STATED PROBLEM:
Omit the pictures, then write out every entry exactly as it reads.

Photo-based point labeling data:
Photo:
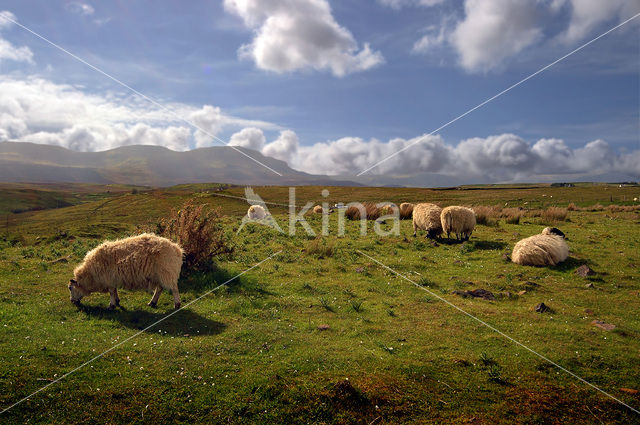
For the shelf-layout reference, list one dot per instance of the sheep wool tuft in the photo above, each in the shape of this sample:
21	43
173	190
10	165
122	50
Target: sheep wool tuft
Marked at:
548	248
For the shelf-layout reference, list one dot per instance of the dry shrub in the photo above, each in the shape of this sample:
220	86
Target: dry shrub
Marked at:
623	208
198	232
554	214
596	207
372	212
512	215
487	215
406	211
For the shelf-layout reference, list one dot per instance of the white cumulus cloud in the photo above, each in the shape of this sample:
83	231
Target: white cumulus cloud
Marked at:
40	111
503	157
291	35
492	32
7	50
80	8
250	137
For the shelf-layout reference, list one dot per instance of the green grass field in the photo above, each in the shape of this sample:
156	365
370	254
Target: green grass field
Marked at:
320	333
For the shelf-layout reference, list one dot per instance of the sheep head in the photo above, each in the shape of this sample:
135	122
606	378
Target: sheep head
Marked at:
76	291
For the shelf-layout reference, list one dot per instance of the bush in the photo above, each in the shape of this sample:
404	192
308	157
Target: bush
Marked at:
406	212
198	232
486	215
512	215
554	214
372	212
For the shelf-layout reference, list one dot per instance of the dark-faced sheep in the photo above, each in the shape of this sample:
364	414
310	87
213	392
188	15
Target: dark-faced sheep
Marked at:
145	262
546	249
256	212
427	217
458	220
406	211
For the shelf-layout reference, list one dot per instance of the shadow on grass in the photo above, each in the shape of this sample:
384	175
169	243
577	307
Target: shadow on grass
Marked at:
488	245
572	263
184	322
474	244
200	282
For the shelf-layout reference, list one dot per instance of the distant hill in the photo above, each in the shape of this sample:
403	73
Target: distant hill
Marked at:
147	166
159	167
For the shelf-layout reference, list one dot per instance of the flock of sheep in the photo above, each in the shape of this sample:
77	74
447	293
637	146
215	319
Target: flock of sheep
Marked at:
546	249
153	263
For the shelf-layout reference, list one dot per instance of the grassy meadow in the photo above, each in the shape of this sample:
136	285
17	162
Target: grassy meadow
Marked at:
320	333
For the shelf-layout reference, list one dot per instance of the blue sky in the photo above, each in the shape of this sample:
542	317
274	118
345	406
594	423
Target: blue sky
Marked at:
360	71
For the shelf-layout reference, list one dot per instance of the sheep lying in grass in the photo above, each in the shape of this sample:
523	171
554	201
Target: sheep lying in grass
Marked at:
458	220
146	262
406	211
256	212
546	249
427	217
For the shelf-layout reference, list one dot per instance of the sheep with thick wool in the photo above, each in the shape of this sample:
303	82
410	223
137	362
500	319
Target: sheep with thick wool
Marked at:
144	262
406	211
545	249
256	212
458	220
426	216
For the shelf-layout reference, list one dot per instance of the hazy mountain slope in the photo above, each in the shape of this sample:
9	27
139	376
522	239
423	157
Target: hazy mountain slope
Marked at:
145	165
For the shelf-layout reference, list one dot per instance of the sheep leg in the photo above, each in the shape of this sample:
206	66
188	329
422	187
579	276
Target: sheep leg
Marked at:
113	300
156	294
176	298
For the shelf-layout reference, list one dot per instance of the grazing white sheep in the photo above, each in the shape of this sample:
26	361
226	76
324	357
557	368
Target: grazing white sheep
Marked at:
386	209
458	220
256	212
406	211
426	216
546	249
146	262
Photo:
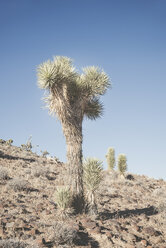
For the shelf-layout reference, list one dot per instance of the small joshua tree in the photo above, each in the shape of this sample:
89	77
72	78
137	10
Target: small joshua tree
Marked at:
122	163
92	178
63	199
111	158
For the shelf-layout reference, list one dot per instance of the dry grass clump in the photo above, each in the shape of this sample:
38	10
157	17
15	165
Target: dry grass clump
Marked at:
11	243
63	234
160	194
40	171
3	173
19	184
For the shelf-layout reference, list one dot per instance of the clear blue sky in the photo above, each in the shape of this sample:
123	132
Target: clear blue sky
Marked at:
127	38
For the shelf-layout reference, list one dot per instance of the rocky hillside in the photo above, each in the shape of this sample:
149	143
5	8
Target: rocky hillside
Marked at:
131	210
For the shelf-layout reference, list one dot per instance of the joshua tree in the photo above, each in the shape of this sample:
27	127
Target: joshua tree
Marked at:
73	96
111	158
122	164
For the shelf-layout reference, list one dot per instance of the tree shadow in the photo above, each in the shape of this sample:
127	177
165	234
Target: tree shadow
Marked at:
84	239
127	213
6	156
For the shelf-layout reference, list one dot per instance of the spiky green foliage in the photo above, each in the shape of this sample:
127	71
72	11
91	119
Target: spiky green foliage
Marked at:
92	177
61	79
92	174
44	153
63	200
9	142
72	96
122	163
111	158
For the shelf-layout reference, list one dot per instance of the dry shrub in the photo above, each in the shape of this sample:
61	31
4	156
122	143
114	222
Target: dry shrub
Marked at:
40	171
11	243
160	194
63	234
19	184
63	200
3	173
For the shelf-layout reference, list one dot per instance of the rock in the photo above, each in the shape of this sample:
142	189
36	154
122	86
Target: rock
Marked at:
108	234
144	242
151	231
95	230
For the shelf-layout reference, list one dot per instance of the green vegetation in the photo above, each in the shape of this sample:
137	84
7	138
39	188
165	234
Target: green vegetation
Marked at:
111	158
92	178
63	200
72	97
122	164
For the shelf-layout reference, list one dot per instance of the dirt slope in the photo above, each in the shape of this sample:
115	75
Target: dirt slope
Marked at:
132	211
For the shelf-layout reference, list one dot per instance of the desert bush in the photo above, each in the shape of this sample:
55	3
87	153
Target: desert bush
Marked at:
110	158
92	177
19	184
28	146
39	171
3	173
9	142
63	200
160	195
2	141
122	163
44	153
63	234
11	243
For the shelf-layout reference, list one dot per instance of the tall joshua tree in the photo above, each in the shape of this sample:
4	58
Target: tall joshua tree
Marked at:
71	97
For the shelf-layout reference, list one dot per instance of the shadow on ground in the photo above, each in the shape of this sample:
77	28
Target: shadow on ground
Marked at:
10	157
126	213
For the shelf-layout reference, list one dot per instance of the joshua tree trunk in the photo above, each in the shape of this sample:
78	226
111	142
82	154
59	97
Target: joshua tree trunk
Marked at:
73	135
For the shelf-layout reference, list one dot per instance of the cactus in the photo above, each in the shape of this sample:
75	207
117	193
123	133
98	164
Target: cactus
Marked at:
111	158
122	164
92	178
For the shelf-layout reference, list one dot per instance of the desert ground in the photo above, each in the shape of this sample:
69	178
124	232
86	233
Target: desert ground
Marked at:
131	210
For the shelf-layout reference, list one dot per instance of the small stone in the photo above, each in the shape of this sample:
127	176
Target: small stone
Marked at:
95	230
151	231
108	234
144	242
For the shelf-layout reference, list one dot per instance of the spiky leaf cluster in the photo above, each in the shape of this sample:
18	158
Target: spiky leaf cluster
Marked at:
92	175
111	158
122	163
63	198
68	89
56	72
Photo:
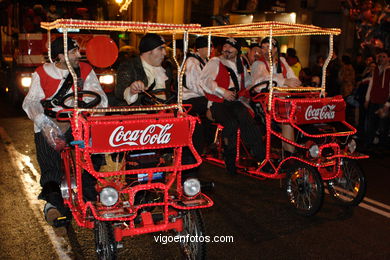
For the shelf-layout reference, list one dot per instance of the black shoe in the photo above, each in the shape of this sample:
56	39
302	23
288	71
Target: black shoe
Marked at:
55	219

TASK OUTPUT:
Photo:
For the shelf-layout reference, list one dot per instance of the sheep wool tuft in the photo above, each in the shape of this sample:
21	43
173	190
10	165
122	50
Target: sheep wool tuft
Marked at:
548	248
For the shelf-layout reference, list one dot per instance of the dry shrub in the photo above, each in the shape of this sample:
220	86
Target: dry shrub
Marked at:
623	208
198	232
554	214
596	207
372	212
512	215
487	215
406	211
For the shelf-layout reference, list one dot per instance of the white cumulus cloud in the photo above, each in the shape of this sample:
83	231
Target: white cumulus cloud
Marked at:
40	111
503	157
291	35
492	32
7	50
80	8
250	137
For the shelf-layout reference, list one dot per instance of the green grass field in the photo above, each in the shape of this sample:
156	365
370	254
Target: green grass field
Marked at:
320	333
For the shelf-layout reference, list one dot per instance of the sheep head in the photo above, each in the shape of this sample:
135	122
606	378
Target: sheep head
Marked at:
76	291
For the shelf-layout reference, list one dot per instance of the bush in the photo above, each in the shape of this sample:
404	192
308	157
Target: bush
Marked at:
406	212
198	232
486	215
512	215
554	214
372	212
For the shelf-layout reference, list one dot per instance of the dark-faced sheep in the photo above, each in the shape of this sample:
364	414
310	87
213	392
188	15
Target: dark-faced sheep
Marked at:
145	262
546	249
256	212
427	217
458	220
406	211
For the shelf-layout reference, list one dot per instance of the shadow on grass in the photo above, each in the shape of this sample:
384	175
169	243
577	307
Target: shadow on grass
Marked at:
488	245
572	263
184	322
474	244
200	282
For the shelf-layout reference, list one dot per instance of the distant hill in the photo above, each in the shape of this sample:
403	73
Target: distant hill
Marked at:
147	166
159	167
For the shelf-layout reference, list one dot per instance of the flock of sheep in the photo above, each in the shape of this sample:
77	74
447	293
637	146
215	319
Target: flock of sheep
Marked at:
546	249
153	263
For the shelf-layout reference, list one dot per instance of the grassy meadow in the photo above, each in the shape of this sample:
136	285
17	162
Target: grassy meadow
Marked at:
320	333
For the shelf-layout reference, list one dot per instance of the blue sky in the photo above, each in the shape of this sample:
542	317
274	118
345	406
594	423
Target: blue sky
Marked at:
360	71
For the shelf-layout reference, list one dot per instance of the sheep lying in grass in the photo above, each in the shape of this sample:
523	171
554	201
Target: sheep lying in grass
Marked at:
458	220
146	262
406	211
256	212
546	249
427	217
For the shelf-layout reference, list one dot per instance of the sheep with thick wool in the photo above, each in the shape of this sample:
303	82
410	223
137	362
500	319
Target: sheep with thick wool
Marked at:
144	262
406	211
545	249
256	212
458	220
426	216
For the shelf-layout reference, list one dot per instance of the hazy mountain slope in the photo above, each in the shape of this sample:
9	27
139	376
522	239
423	157
Target: hazy mountain slope
Marked at:
145	165
For the shelf-layout reference, list one dot per instance of the sheep leg in the photo above, each in the shape of this sample:
206	66
188	329
422	187
579	276
Target: sheep leg
Marked at:
113	300
156	294
176	298
For the shelf-layout reference, list one dot per instance of the grazing white sheep in the photo above, each in the shape of this sample:
26	361
226	76
324	357
557	368
Target: grazing white sheep
Marked at:
386	209
458	220
256	212
406	211
426	216
546	249
146	262
Photo:
For the shelf-layout reference, list one dot per instance of the small joshua tree in the photo above, each in the shape of this sample:
89	77
72	78
137	10
Target: small joshua tree
Marked at:
122	163
92	178
63	199
111	158
For the shelf-layout reference, list one dot per instance of the dry grass clump in the photo above, each in the shape of this sample:
38	10
157	17
15	165
Target: dry grass clump
Marked at:
11	243
63	234
160	194
40	171
3	173
19	184
For the shelf-layout reference, list one dot per instance of the clear blue sky in the photo above, each in the shape of this sample:
123	132
Target: clear blue sky
Marked at:
127	38
For the shelf-layout reference, list one dot per instance of the rocky hillside in the photo above, each in the shape of this sample:
149	143
5	8
Target: rocky hillside
Marked at:
131	210
For the shelf-layout reference, list one dot per instance of the joshua tree in the photo above, each in the shape of this sample:
27	127
Target: joshua tree
Marked at:
73	96
111	158
122	164
For the shelf-layout reference, list one dot per instance of the tree shadow in the photo above, each in the shape of this sample:
127	177
165	234
Target: tree shadow
Marked at:
84	239
127	213
6	156
For the shelf-layout reference, list one dot per instance of the spiky green foliage in the photo above, each in the shape of this sample:
127	71
72	11
91	119
Target: spiky green foliage
Marked at:
92	177
61	79
92	174
44	153
63	200
9	142
72	96
122	163
111	158
For the shelf-layout reference, list one dot per instance of the dry shrub in the photo above, each in the shape of this sample:
61	31
4	156
122	143
114	222
Target: dry shrub
Marked at:
40	171
11	243
160	194
63	234
19	184
63	200
3	173
For the shelf-layout reference, list one dot per instance of the rock in the photo above, each in the shape of this sample:
142	189
36	154
122	86
Target: rock
Marked at:
108	234
144	242
151	231
95	230
For the shelf-layout reference, list one dot per instance of the green vegetation in the photo above, each in the shape of this sample:
137	84
7	138
39	188
165	234
Target: green vegetation
Marked at:
111	158
92	178
63	200
72	97
122	164
For the shelf-layout reference, list one dot per instance of the dirt slope in the photo above, each in the shape of this sample:
115	75
Target: dirt slope
Marked at:
132	211
For the shelf-layout reference, list one dot per instance of the desert bush in the photo above, each in the shape of this sample:
55	3
87	153
Target: desert bush
Marked at:
110	158
92	177
19	184
28	146
39	171
3	173
9	142
63	200
160	195
2	141
122	163
44	153
63	234
11	243
For the shelf-layout reference, list one dot per instance of the tall joshua tree in the photo above, each in the shape of this sample:
4	58
Target: tall joshua tree
Marked at:
71	97
For the shelf-layout reference, list one dot per instance of the shadow on ground in the photo above, each in the shape of this sample:
77	28
Target: shadow on ground
Marked at:
10	157
126	213
For the shelf-layout reference, list one dot per instance of the joshua tree trunk in the photo above, each in the shape of this sample:
78	226
111	142
82	154
59	97
Target: joshua tree trunk
Marked at:
73	135
For the shelf-layout reference, list one dot per instance of the cactus in the photo above, each in the shape of this sample:
75	207
117	193
123	133
98	164
Target: cactus
Marked at:
111	158
122	164
92	178
For the shelf-layout reference, list one dot per instance of the desert ground in the photo above, each in the shape of this sample:
69	178
124	232
86	233
Target: desert ground
Marked at:
131	210
For the shelf-layout reference, list one dot per instance of the small stone in the photo above, each in the shape of this sample:
127	176
Target: small stone
Marked at:
95	230
151	231
108	234
144	242
For the shelf-layout reference, list one dot per instance of the spiky leaf cluster in the photo above, each in the shape of this sample:
18	158
Target: spiky leaf cluster
Marked at:
92	175
111	158
122	163
63	198
68	89
56	72
Photo:
For the shelf-layout reference, list one dot per instance of the black shoe in the photo above, each in the shape of this sample:
56	39
302	23
288	71
Target: black shoe
Marked at:
55	219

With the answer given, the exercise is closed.